### DATASET EXCERPTS
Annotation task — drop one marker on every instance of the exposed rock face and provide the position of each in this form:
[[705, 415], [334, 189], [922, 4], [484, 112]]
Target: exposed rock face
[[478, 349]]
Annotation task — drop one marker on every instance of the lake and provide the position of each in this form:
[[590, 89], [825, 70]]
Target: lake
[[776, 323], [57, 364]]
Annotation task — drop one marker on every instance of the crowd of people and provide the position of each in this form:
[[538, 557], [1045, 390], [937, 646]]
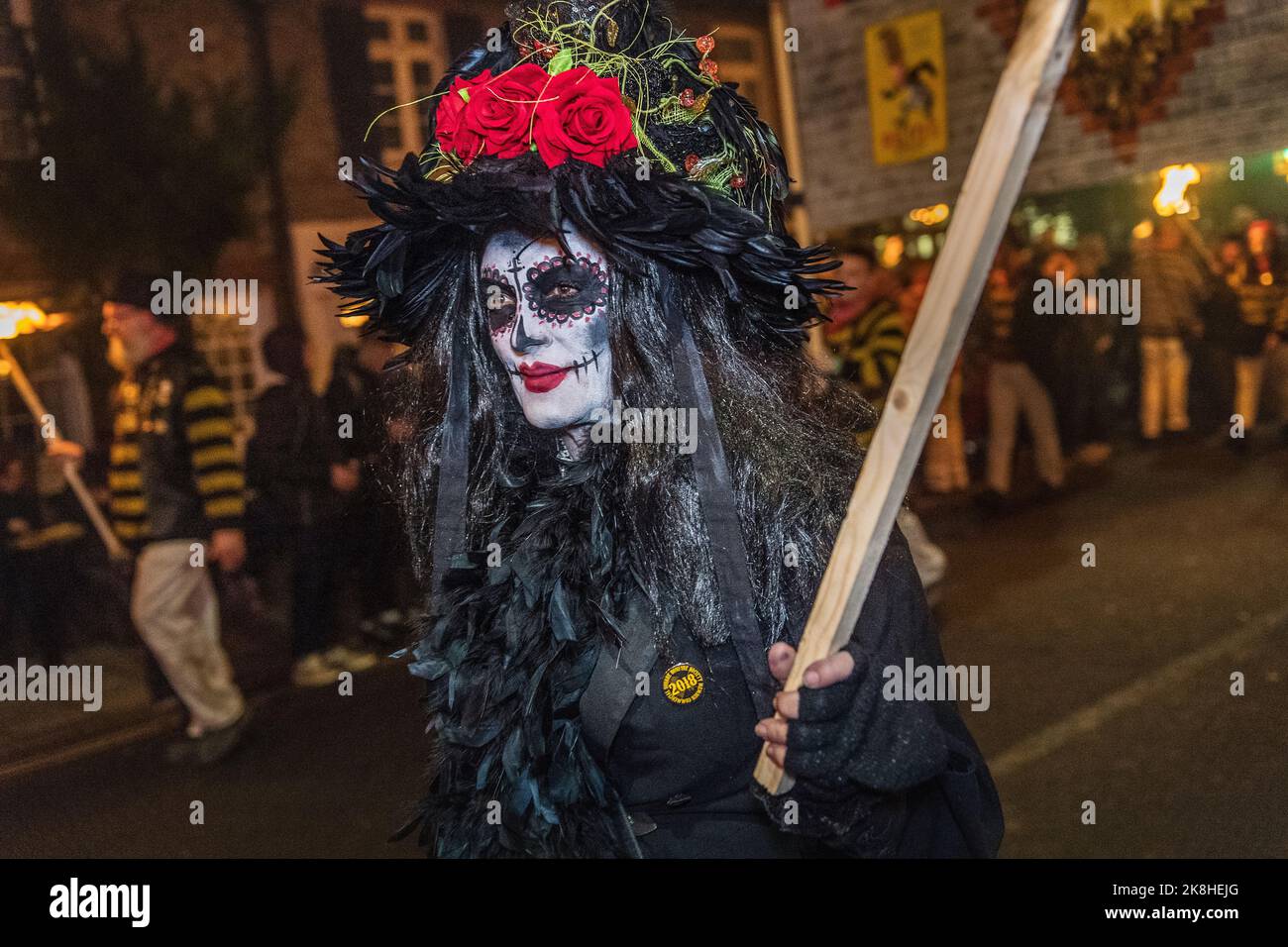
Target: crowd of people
[[303, 510], [1194, 347], [296, 522]]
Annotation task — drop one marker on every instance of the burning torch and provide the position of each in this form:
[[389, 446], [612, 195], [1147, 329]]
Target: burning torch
[[24, 318]]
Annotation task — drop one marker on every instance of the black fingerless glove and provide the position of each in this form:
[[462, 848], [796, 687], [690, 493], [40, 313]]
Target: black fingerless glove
[[853, 755]]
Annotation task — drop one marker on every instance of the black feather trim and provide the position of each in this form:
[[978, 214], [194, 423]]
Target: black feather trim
[[506, 657]]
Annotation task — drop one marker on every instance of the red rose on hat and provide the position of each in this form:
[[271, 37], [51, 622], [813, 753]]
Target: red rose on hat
[[447, 119], [494, 115], [583, 116]]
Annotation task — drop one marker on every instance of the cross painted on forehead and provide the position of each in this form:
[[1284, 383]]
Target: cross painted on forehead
[[557, 289]]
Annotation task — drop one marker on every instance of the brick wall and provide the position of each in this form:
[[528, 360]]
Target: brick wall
[[1231, 103]]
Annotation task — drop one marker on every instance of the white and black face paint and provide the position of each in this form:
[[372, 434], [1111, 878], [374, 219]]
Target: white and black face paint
[[548, 313]]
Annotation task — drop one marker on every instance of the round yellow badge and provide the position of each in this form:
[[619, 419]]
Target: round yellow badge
[[683, 684]]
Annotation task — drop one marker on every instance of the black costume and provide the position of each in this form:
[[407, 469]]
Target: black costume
[[596, 631]]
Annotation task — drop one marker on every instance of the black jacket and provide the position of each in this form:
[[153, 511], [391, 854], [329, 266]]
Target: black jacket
[[682, 771]]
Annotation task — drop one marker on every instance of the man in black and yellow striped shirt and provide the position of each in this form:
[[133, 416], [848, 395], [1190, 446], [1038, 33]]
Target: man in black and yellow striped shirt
[[176, 500]]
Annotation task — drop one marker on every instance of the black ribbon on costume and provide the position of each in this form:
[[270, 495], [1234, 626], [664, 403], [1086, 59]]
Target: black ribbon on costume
[[454, 466], [720, 509]]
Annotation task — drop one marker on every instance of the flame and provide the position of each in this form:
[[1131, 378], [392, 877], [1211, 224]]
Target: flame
[[928, 217], [25, 318], [1171, 196]]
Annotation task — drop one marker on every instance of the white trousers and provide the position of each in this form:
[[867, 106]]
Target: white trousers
[[176, 612], [1013, 389], [1164, 379]]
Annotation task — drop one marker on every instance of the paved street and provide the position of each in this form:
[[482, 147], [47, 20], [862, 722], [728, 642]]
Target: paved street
[[1109, 684]]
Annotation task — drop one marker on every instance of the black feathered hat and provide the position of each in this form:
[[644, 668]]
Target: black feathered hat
[[700, 184], [605, 118]]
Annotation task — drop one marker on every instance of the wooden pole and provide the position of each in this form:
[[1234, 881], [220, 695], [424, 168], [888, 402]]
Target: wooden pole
[[38, 410], [999, 166]]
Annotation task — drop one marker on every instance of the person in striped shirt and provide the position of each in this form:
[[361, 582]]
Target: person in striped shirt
[[176, 501]]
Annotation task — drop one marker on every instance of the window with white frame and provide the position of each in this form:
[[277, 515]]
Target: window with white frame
[[407, 54], [745, 59]]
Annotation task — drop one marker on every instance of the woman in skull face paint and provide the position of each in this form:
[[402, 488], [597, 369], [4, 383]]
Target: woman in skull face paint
[[606, 621], [546, 311]]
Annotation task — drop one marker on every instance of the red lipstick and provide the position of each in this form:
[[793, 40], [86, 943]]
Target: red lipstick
[[541, 377]]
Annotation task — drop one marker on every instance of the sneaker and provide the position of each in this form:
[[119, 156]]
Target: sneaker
[[210, 746], [348, 660], [1094, 454], [993, 502], [313, 671]]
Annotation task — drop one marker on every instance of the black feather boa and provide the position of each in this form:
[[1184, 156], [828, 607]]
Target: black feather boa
[[506, 656]]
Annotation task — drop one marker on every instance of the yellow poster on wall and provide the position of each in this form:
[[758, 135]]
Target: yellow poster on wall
[[907, 88]]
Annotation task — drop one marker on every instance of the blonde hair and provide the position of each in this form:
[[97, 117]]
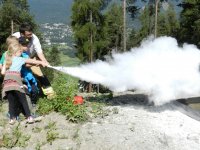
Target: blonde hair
[[13, 46], [11, 39]]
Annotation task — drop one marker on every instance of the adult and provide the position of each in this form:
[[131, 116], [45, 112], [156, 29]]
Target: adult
[[35, 51]]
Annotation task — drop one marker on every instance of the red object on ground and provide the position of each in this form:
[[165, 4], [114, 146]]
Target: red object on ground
[[78, 100]]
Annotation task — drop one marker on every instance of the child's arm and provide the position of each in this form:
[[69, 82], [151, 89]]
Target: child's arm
[[36, 62], [3, 70]]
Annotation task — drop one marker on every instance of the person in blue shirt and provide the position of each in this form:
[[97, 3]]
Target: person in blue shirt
[[13, 87], [27, 75]]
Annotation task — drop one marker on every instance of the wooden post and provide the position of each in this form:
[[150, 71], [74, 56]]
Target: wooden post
[[124, 24], [156, 17], [12, 27]]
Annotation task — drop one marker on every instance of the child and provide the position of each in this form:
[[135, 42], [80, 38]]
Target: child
[[27, 75], [12, 85]]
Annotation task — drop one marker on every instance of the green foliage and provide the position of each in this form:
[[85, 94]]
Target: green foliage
[[190, 22], [114, 27], [16, 11], [53, 57], [14, 139], [66, 88], [167, 24], [87, 24], [51, 134]]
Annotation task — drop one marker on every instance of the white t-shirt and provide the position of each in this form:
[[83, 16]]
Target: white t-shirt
[[17, 63], [34, 47]]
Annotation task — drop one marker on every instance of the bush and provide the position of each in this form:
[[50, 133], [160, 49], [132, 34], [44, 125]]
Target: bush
[[66, 88]]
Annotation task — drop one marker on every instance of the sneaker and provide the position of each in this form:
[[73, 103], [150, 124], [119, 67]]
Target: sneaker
[[38, 119], [12, 121], [30, 120], [48, 90]]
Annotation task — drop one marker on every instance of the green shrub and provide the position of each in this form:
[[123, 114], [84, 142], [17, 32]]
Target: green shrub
[[66, 88]]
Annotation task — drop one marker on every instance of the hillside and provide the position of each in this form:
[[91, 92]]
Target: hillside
[[51, 11], [128, 123]]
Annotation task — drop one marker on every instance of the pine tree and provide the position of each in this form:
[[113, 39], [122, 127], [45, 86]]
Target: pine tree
[[16, 11], [190, 22], [87, 24]]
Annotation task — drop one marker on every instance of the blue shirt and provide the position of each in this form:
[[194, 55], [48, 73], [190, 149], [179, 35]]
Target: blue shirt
[[28, 76], [17, 63]]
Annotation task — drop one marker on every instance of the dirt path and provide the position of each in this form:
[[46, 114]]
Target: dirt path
[[130, 124]]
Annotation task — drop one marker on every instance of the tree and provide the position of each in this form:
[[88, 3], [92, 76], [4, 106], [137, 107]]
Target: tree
[[16, 11], [190, 22], [114, 27], [87, 23], [167, 24]]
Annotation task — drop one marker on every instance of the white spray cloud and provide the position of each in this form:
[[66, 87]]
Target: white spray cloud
[[158, 68]]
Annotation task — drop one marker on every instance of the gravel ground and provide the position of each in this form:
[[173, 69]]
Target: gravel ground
[[131, 124]]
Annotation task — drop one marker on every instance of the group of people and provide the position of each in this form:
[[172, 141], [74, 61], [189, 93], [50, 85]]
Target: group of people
[[20, 67]]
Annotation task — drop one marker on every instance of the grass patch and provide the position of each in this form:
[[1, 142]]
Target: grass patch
[[66, 88], [14, 139], [69, 61]]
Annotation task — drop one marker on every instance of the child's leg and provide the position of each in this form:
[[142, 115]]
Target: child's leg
[[22, 99], [12, 104], [34, 94], [44, 82]]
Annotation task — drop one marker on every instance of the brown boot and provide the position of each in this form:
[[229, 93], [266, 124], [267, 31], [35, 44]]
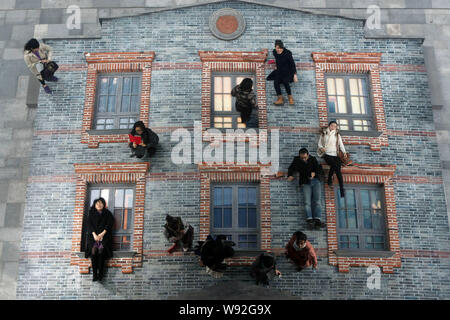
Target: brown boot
[[291, 99], [280, 101]]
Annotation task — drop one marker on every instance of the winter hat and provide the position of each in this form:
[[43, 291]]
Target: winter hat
[[279, 43], [246, 84]]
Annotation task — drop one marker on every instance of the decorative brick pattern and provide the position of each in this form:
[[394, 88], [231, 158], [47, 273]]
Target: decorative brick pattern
[[110, 173], [365, 174], [352, 62], [233, 61], [210, 173], [108, 62]]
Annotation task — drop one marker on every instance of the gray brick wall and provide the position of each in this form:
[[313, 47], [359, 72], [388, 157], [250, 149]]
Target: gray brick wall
[[176, 36]]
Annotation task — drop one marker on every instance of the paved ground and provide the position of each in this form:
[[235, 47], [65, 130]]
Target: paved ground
[[21, 20]]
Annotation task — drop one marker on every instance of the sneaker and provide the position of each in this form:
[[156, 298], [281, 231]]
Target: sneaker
[[47, 90]]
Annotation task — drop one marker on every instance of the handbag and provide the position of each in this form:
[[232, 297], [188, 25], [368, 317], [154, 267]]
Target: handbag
[[49, 70], [344, 157]]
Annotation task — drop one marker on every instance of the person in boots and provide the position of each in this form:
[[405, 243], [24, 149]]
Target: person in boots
[[245, 100], [38, 53], [99, 224], [285, 72], [264, 269], [330, 143], [149, 141], [310, 176], [179, 234], [300, 251]]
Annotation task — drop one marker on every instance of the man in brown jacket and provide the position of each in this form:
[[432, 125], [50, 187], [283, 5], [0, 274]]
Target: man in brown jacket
[[301, 252], [34, 53]]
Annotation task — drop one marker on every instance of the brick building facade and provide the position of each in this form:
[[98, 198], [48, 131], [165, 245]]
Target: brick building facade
[[176, 54]]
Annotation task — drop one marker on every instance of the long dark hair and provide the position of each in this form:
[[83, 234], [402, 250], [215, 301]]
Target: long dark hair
[[31, 45], [93, 209]]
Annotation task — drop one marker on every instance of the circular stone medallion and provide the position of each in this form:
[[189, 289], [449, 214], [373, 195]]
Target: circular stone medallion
[[227, 24]]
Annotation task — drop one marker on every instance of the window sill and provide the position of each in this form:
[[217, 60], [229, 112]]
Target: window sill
[[116, 254], [108, 132], [374, 134], [364, 253]]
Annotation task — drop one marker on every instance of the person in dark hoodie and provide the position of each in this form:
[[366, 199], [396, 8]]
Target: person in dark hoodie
[[264, 268], [149, 140], [245, 100], [310, 176], [180, 234], [285, 72], [99, 224], [212, 252]]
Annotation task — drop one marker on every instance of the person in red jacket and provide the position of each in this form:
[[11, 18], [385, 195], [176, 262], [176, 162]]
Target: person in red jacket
[[301, 252]]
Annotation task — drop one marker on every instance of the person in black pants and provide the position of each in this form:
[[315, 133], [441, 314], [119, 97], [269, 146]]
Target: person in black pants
[[330, 143], [285, 73], [149, 141], [99, 224]]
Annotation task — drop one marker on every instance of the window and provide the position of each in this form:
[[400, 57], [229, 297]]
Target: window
[[118, 101], [348, 102], [224, 113], [361, 218], [235, 213], [120, 201]]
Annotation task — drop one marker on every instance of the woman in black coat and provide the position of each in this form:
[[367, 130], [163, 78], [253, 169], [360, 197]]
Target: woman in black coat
[[285, 72], [149, 140], [99, 224]]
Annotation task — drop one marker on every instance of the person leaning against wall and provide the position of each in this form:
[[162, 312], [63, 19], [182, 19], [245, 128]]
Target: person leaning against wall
[[35, 54]]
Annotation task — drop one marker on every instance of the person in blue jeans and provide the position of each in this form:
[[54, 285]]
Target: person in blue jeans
[[310, 176]]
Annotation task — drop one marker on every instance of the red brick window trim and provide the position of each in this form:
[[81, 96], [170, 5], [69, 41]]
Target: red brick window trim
[[212, 173], [109, 173], [365, 174], [357, 63], [233, 61], [111, 62]]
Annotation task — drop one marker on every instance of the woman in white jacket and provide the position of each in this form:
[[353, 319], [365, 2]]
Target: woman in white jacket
[[35, 53], [330, 143]]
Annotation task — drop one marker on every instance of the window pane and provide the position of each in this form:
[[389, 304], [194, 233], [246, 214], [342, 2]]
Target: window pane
[[343, 124], [218, 196], [340, 86], [218, 103], [331, 86], [332, 101], [356, 107], [227, 196], [126, 90], [218, 85], [104, 86], [105, 195], [135, 104], [342, 105], [95, 194], [217, 218], [242, 217], [111, 104], [136, 85], [227, 218], [242, 196], [353, 87], [227, 85], [102, 103], [129, 195], [251, 196], [118, 197], [227, 102], [252, 217], [113, 82], [125, 104]]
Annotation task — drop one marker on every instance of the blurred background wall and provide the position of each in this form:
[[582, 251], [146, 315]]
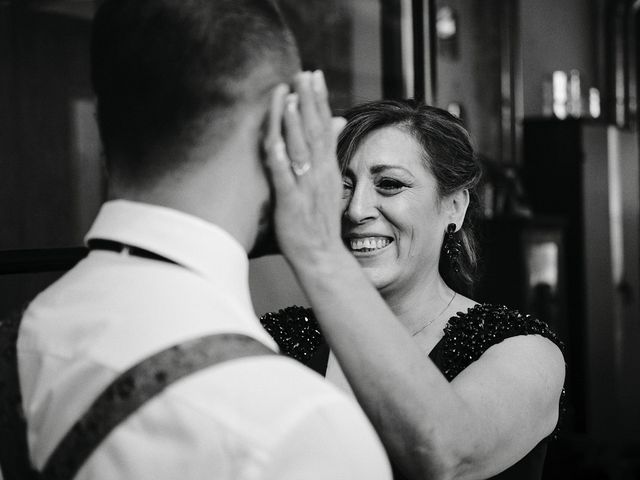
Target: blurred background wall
[[560, 202]]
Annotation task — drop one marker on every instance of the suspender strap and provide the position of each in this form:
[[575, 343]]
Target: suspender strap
[[138, 385], [14, 452]]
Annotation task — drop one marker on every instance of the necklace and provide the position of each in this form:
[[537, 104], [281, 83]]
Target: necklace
[[436, 317]]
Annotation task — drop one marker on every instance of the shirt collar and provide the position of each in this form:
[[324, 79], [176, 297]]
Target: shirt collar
[[189, 241]]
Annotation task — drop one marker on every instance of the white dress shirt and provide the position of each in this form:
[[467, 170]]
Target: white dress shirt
[[253, 418]]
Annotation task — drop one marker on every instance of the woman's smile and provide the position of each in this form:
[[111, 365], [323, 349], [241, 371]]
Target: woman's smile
[[365, 246]]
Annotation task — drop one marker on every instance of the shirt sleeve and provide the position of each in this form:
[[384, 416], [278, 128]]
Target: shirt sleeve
[[334, 440]]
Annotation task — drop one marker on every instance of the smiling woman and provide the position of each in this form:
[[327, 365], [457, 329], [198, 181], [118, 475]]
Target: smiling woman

### WRITTEN TASK
Could you switch "marker" to "pin" throughout the lines from the start of these lines through the one containing "[[506, 657]]", inclusive? Leave everything else unchanged and omit the pictures.

### THE REPLY
Annotation task — drop one pin on every instance of the exposed rock face and provide the position of each in this form:
[[705, 415], [334, 189], [922, 4], [484, 112]]
Target: exposed rock face
[[478, 349]]
Annotation task — drop one pin on every instance of the lake and provide the position of each in this form:
[[590, 89], [825, 70]]
Target: lake
[[776, 323], [57, 364]]
Annotation task — drop one pin on every instance of the crowd of people and provide the position of each in this form:
[[538, 557], [1045, 390], [937, 646]]
Target: crowd of people
[[303, 510], [1194, 347], [296, 522]]
Annotation task — drop one pin on every instance of the burning torch and provide the position of each in this form:
[[389, 446], [612, 195], [1147, 329]]
Target: burning torch
[[24, 318]]
Annotation task — drop one pin on every instance of the black fingerless glove and provide the position of each in this form:
[[462, 848], [796, 687], [690, 493], [40, 313]]
Target: black fingerless glove
[[853, 755]]
Annotation task — drop one pin on every instance of the black feather trim and provide the position of each in this form:
[[978, 214], [194, 423]]
Target: black feather trim
[[506, 657]]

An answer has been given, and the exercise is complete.